La desesperación frente a noticias tan nefastas condujo a la celebración apresurada del IV Congreso del Partido Comunista de Cuba, plagado de urgentes modificaciones de la Constitución y de los estatutos de la organización política de manera tal que permitieran un velado recrudecimiento de la dictadura y, al mismo tiempo, poner en práctica una serie de guiños y coqueteos con ese mundo exterior, capitalista, del que meses antes había que proteger a los cubanos, a toda costa. Así, los temas de la “inconstitucionalidad” de cualquier cambio político que excluyera al socialismo, junto a la reinserción en la economía internacional y la necesidad de incentivar la inversión de capital extranjero, ambos anteriormente proscritos en los debates del Partido, centraron las discusiones que más tarde llevarían a la actual política de “sálvese el que pueda” que en aquellos días se escondió bajo el concepto de “rectificación de errores” y hoy lo hace bajo la engañifa de “restructuración económica” y la consigna de “salvar la revolución y el socialismo” que enarbolan los secuaces de Raúl Castro.
 
Si el desplome del muro de Berlín no fue claramente escuchado en la isla debido a esa orden de “silencio total” que fue impuesta a inicios de la dictadura y que, transcurrido medio siglo, aún funciona como nuestro propio Muro de la Vergüenza, cada año reforzado con estratagemas y chantajes, los constantes devaneos políticos, las promesas sin cumplir, la hipocresía como práctica ideológica que ha definido el discurso de la “revolución” fueron puestos al descubierto en ese momento de crisis y, desde esa fecha hasta nuestros días, la impopularidad del gobierno se ha incrementado.

=-=-=

» Tareas por resolver:
[1] ¿Qué congreso se celebró de forma apresurada, según el texto sobre la dictadura cubana?
[2] Del texto sobre la dictadura cubana, copia el tramo desde "Si el desplome" hasta "se ha incrementado." y rebautiza "Muro de la Vergüenza" como "Muro del Silencio".
[3] ¿Puedes proseguir el texto sobre la dictadura cubana a partir de donde termina?
Las líneas no intervienen en esto.

Entradas de datos guardadas
=-=-=

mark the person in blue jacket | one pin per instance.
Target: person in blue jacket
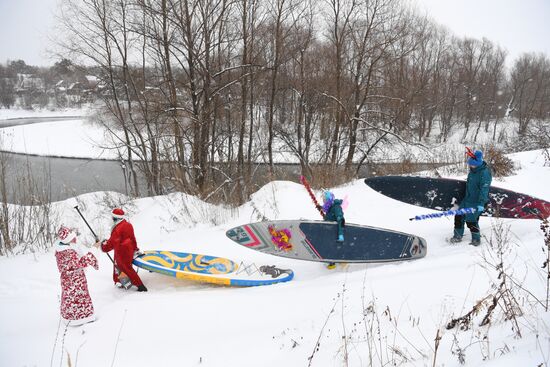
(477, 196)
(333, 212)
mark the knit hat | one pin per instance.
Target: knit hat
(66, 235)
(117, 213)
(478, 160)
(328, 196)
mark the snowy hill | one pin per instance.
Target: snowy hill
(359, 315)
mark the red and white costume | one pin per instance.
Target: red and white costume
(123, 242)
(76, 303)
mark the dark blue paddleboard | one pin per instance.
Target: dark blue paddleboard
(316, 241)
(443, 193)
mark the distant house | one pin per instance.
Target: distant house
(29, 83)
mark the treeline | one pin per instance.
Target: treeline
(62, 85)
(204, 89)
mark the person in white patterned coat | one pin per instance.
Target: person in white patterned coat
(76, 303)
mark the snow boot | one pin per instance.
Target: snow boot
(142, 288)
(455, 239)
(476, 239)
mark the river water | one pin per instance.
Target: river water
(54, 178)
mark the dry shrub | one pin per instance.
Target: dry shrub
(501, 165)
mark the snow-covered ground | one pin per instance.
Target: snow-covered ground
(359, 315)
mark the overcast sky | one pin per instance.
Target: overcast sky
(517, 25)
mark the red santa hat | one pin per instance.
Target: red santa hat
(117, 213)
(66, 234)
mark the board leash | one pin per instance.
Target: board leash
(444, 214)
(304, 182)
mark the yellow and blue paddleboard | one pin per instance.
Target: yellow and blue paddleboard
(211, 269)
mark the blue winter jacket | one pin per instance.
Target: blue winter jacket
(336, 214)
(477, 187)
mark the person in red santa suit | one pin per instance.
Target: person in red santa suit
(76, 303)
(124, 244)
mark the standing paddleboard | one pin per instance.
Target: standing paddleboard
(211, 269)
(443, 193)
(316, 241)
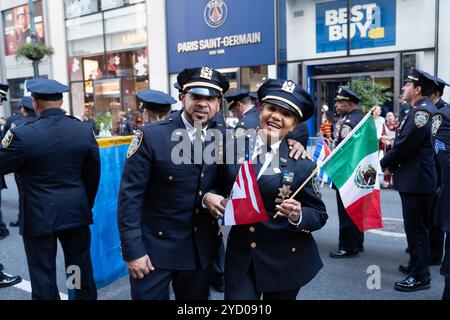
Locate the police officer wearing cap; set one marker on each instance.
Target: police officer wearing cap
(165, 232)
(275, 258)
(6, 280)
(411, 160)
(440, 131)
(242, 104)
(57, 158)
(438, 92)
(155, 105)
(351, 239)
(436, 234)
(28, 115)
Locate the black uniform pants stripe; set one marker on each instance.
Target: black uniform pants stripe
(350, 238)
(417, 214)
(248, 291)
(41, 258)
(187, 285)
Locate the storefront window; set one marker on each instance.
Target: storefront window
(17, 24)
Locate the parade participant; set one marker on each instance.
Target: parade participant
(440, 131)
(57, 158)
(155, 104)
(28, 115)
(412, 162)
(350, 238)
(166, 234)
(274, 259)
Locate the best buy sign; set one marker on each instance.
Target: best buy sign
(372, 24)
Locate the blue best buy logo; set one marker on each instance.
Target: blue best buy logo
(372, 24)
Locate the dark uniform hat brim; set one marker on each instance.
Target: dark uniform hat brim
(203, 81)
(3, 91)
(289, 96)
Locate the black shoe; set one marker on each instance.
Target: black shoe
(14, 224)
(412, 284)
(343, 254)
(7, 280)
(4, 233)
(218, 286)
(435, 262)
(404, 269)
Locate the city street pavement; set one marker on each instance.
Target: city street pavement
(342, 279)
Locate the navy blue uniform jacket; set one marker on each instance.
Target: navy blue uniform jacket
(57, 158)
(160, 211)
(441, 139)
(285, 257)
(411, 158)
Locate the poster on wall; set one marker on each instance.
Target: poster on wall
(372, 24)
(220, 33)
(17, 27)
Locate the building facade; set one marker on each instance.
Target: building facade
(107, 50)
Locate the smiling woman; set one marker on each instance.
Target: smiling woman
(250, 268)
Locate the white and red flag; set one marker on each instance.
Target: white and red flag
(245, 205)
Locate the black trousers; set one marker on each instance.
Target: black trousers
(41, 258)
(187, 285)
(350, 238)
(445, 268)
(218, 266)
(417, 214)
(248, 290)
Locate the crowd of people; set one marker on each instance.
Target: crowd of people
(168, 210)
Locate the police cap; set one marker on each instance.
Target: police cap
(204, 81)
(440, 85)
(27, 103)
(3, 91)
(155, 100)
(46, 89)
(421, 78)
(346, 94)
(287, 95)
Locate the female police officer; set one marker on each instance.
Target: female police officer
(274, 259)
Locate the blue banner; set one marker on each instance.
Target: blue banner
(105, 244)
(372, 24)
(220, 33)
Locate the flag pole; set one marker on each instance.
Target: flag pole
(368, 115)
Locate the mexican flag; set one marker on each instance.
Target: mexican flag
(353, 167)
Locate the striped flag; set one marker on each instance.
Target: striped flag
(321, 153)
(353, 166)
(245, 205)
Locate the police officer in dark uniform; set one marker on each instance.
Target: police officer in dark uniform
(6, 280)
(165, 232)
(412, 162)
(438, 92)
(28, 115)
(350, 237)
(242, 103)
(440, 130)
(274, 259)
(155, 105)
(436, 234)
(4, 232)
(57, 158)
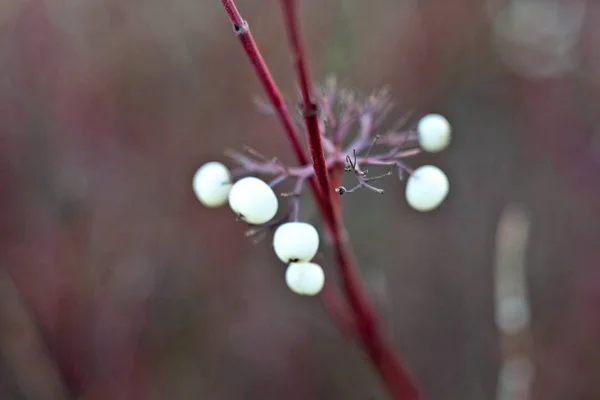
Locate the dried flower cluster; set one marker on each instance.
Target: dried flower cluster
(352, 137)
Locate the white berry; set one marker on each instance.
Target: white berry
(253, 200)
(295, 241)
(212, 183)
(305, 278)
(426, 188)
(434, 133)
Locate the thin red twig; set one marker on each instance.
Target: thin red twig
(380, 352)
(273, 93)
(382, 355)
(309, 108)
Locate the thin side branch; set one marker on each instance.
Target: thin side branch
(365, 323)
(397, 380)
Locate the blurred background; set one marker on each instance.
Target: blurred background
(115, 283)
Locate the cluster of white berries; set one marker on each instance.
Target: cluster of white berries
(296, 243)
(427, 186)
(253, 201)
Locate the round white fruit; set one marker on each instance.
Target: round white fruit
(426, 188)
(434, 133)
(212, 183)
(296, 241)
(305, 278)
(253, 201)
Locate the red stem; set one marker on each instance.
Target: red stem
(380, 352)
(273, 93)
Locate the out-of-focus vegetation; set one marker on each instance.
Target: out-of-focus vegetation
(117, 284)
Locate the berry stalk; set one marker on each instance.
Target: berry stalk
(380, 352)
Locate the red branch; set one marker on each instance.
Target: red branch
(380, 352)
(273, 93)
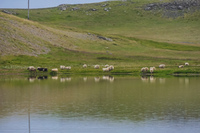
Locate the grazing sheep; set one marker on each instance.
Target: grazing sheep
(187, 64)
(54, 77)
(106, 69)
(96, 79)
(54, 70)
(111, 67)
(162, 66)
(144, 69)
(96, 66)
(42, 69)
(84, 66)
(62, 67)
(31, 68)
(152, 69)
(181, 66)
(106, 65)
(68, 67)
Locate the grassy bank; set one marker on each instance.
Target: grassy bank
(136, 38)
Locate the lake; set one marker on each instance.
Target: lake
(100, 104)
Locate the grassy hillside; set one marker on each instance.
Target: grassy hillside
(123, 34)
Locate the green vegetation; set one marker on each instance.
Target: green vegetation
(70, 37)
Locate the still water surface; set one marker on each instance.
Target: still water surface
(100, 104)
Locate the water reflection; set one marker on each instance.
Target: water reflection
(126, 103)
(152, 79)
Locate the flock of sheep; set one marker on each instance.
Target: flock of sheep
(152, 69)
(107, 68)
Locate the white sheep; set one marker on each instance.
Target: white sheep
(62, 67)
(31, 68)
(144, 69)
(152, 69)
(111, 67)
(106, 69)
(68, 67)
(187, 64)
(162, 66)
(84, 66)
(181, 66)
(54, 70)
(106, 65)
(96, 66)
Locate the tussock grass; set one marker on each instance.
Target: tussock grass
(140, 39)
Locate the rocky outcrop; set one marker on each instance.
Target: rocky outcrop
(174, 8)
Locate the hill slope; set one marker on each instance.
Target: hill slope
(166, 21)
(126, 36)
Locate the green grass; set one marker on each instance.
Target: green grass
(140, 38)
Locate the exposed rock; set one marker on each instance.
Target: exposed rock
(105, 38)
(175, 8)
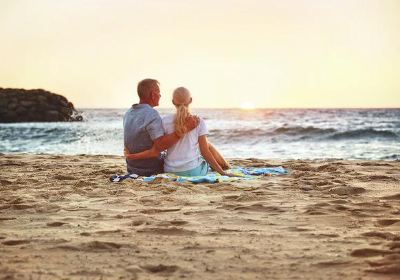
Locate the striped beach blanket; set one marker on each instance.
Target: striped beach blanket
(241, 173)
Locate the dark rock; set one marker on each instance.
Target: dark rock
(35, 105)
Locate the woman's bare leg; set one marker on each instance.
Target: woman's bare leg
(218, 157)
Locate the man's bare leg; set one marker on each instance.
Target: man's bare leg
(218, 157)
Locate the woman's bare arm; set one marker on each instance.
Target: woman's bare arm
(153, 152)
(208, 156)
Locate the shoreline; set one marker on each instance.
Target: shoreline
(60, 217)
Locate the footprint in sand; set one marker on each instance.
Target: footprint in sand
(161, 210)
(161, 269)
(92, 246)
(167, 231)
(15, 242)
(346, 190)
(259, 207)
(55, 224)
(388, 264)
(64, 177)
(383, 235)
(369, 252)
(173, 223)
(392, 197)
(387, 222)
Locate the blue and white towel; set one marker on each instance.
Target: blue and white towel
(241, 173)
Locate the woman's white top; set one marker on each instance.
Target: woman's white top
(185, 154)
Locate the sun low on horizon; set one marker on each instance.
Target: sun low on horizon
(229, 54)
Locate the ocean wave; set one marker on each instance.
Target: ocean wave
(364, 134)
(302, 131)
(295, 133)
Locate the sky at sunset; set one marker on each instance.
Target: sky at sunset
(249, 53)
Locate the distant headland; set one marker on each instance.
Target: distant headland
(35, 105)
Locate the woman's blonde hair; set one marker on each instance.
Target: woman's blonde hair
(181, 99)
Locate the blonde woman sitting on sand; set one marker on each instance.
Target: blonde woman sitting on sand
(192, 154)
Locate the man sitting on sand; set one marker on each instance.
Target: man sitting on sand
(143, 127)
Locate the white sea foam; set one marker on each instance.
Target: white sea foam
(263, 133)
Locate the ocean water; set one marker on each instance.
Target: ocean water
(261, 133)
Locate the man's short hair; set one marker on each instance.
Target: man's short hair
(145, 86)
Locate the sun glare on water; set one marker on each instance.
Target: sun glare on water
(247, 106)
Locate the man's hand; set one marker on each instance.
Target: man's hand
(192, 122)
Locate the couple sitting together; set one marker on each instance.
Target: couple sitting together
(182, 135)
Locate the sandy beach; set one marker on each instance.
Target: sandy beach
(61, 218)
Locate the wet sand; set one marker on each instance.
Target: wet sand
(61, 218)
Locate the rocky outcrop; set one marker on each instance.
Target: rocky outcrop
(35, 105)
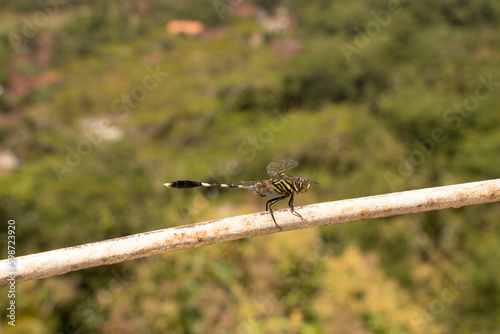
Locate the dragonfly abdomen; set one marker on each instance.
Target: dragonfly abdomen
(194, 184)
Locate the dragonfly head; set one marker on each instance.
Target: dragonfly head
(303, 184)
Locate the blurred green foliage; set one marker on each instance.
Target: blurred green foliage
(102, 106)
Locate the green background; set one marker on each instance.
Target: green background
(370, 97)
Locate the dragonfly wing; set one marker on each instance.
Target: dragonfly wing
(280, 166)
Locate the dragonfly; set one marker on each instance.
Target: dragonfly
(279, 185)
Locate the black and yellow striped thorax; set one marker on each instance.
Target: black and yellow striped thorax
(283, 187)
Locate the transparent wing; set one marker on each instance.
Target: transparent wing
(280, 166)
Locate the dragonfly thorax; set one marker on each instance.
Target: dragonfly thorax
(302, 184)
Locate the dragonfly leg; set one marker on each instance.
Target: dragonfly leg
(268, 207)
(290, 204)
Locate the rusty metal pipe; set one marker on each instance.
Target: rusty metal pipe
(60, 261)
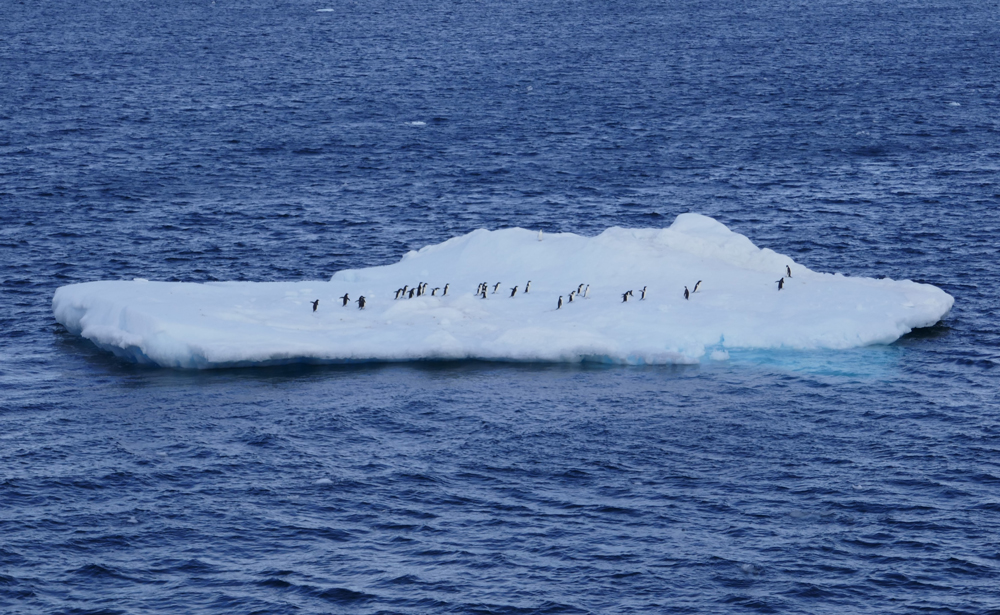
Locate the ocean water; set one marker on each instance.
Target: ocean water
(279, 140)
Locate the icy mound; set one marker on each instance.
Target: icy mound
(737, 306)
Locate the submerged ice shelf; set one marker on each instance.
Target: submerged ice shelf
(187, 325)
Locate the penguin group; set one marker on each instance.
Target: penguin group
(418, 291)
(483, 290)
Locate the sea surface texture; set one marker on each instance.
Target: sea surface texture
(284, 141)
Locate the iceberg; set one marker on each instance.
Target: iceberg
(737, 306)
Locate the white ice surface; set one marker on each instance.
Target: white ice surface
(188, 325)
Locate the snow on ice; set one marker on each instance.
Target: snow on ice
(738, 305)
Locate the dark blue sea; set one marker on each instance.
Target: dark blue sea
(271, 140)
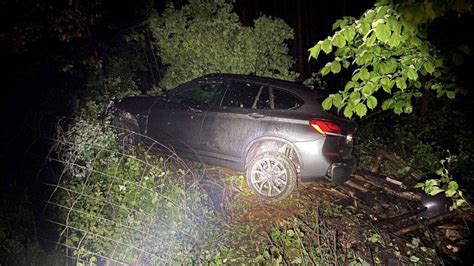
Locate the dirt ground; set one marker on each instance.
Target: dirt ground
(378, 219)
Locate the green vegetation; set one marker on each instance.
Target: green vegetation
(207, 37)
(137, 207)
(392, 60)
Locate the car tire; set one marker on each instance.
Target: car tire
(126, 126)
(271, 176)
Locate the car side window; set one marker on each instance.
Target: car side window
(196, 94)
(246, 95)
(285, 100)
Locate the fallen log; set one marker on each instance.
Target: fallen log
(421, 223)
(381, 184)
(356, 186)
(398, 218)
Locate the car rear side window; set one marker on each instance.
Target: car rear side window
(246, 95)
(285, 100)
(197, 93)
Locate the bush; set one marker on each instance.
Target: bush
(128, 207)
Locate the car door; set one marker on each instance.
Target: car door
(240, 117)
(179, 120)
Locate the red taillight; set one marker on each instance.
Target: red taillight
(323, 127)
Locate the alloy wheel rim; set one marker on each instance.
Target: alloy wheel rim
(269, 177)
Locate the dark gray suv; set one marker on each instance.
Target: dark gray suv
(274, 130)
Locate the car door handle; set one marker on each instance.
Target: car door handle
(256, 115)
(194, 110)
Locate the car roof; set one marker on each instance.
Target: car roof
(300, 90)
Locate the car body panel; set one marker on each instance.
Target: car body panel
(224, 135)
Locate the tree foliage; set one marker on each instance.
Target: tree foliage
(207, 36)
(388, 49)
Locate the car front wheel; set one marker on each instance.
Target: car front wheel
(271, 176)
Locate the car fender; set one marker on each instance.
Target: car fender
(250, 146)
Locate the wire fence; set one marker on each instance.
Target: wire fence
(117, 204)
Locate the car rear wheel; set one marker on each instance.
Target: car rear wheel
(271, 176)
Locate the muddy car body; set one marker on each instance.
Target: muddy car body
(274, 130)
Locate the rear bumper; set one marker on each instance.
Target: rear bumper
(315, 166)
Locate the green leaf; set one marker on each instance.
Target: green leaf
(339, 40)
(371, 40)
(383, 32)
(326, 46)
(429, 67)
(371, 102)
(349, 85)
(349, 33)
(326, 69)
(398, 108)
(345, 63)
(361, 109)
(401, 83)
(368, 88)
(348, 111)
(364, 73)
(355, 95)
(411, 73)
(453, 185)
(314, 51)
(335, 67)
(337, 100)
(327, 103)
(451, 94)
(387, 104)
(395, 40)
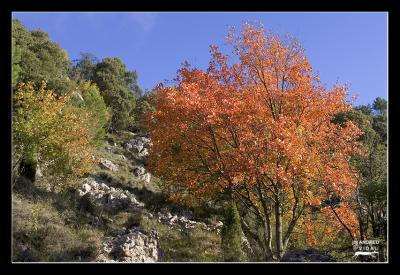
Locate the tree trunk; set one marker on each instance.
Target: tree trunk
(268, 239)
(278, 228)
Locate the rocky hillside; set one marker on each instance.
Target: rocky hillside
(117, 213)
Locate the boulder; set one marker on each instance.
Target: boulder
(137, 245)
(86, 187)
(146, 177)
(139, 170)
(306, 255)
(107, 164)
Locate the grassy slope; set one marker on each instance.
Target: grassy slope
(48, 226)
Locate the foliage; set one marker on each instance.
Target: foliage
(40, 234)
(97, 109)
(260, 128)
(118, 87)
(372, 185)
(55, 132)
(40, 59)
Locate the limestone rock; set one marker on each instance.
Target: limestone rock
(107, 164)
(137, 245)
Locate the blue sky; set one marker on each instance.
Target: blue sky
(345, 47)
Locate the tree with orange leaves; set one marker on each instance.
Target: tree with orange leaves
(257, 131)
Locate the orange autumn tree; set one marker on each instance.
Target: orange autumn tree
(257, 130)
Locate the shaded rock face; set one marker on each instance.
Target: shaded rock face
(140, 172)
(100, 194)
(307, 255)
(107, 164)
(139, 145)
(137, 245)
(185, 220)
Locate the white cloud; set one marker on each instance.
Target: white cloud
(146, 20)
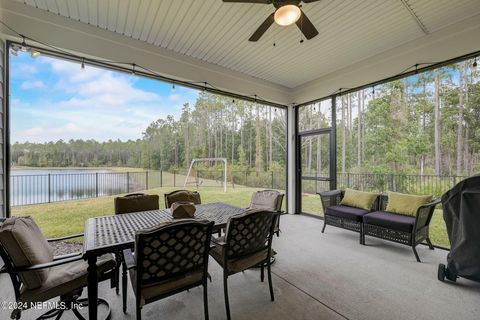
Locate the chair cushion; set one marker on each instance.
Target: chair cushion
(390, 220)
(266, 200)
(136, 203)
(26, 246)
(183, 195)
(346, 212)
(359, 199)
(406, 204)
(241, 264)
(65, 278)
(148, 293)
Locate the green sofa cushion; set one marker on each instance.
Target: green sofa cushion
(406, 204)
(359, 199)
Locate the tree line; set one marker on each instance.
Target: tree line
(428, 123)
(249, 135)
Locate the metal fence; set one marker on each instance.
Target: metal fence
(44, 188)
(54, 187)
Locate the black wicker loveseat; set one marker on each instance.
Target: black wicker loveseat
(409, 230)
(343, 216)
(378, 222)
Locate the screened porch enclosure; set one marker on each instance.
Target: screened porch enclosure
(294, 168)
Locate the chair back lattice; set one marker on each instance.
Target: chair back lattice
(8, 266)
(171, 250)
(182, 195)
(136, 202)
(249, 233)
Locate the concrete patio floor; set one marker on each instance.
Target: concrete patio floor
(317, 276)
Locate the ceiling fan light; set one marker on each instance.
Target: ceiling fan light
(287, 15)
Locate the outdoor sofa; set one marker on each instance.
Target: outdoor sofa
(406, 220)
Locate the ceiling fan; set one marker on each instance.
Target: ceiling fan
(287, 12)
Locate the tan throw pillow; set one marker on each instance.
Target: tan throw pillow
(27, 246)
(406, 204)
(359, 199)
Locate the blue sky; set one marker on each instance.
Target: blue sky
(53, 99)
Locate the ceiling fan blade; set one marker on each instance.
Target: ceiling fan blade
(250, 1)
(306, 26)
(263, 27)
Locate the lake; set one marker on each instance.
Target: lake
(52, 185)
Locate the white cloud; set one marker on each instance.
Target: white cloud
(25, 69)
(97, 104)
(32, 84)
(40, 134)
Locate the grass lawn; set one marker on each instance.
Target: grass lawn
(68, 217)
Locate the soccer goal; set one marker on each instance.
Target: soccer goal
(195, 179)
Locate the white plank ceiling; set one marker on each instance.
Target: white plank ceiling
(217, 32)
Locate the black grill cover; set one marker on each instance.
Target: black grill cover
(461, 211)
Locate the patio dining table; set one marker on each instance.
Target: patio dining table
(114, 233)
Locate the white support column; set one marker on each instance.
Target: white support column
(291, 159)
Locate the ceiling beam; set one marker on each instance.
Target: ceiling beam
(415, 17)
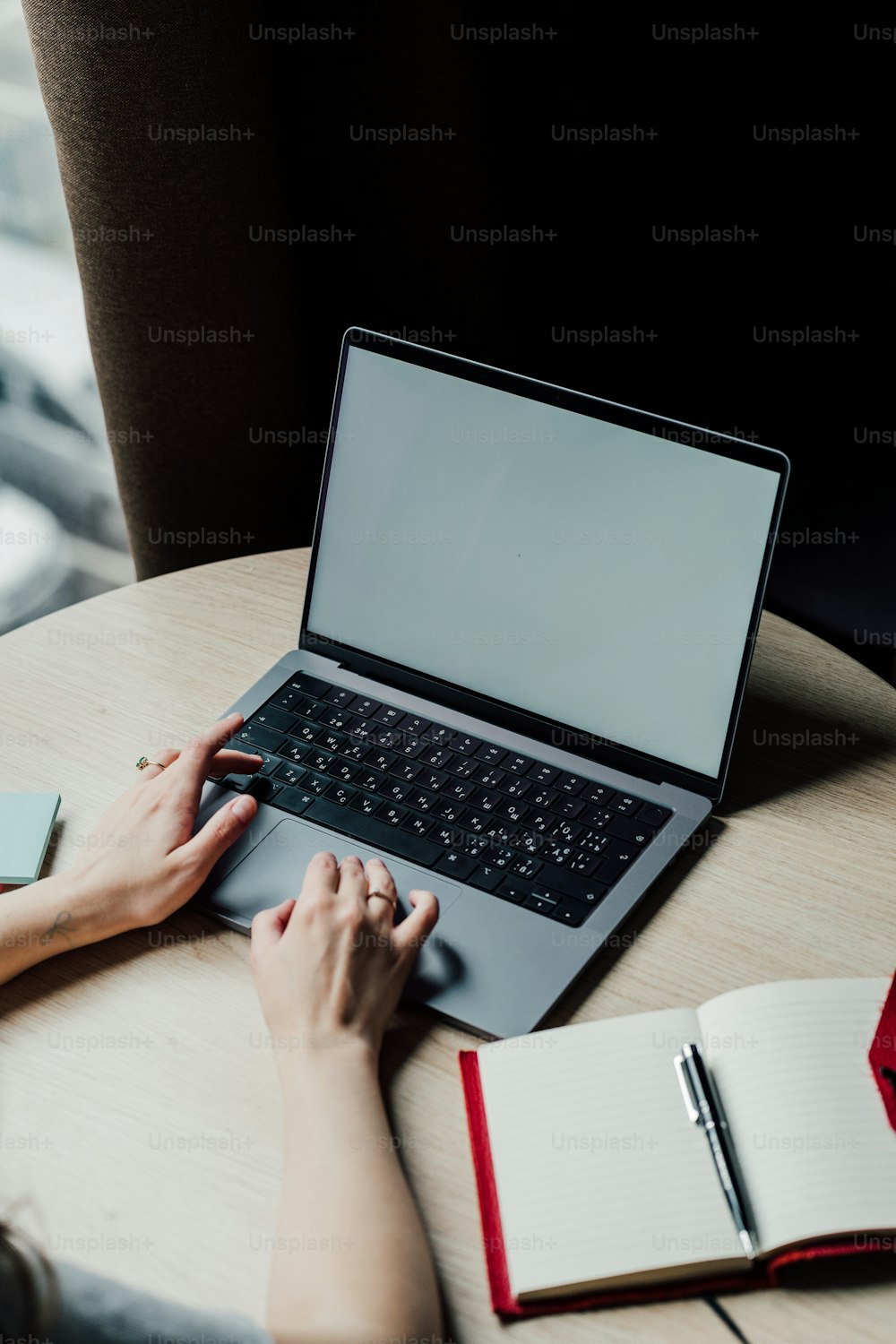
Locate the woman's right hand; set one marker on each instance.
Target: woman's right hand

=-=-=

» Respuestas:
[1] El IV Congreso del Partido Comunista de Cuba.

[2]
Si el desplome del muro de Berlín no fue claramente escuchado en la isla debido a esa orden de “silencio total” que fue impuesta a inicios de la dictadura y que, transcurrido medio siglo, aún funciona como nuestro propio Muro del Silencio, cada año reforzado con estratagemas y chantajes, los constantes devaneos políticos, las promesas sin cumplir, la hipocresía como práctica ideológica que ha definido el discurso de la “revolución” fueron puestos al descubierto en ese momento de crisis y, desde esa fecha hasta nuestros días, la impopularidad del gobierno se ha incrementado.

[3]
 
La miseria que dejaron los Juegos Panamericanos celebrados en La Habana en 1991, el Maleconazo en 1994, las crisis de balseros, el Proyecto Varela, el incremento de las voces que disienten de manera abierta y que se unen en partidos políticos clandestinos, las Damas de Blanco protestando pacíficamente en las calles, las inmensas multitudes frente a las embajadas para emigrar o cambiar de nacionalidad, las sucesivas defenestraciones de dirigentes y militares, las constantes “deserciones” de diplomáticos, médicos, deportistas y empresarios, los miles de jóvenes en las calles trocando sexo con extranjeros por el azar de una visa definitiva que los aleje de sus infiernos cotidianos son pruebas de ese descontento creciente que, más temprano que tarde, terminará por derribar lo que va quedando de nuestro propio muro.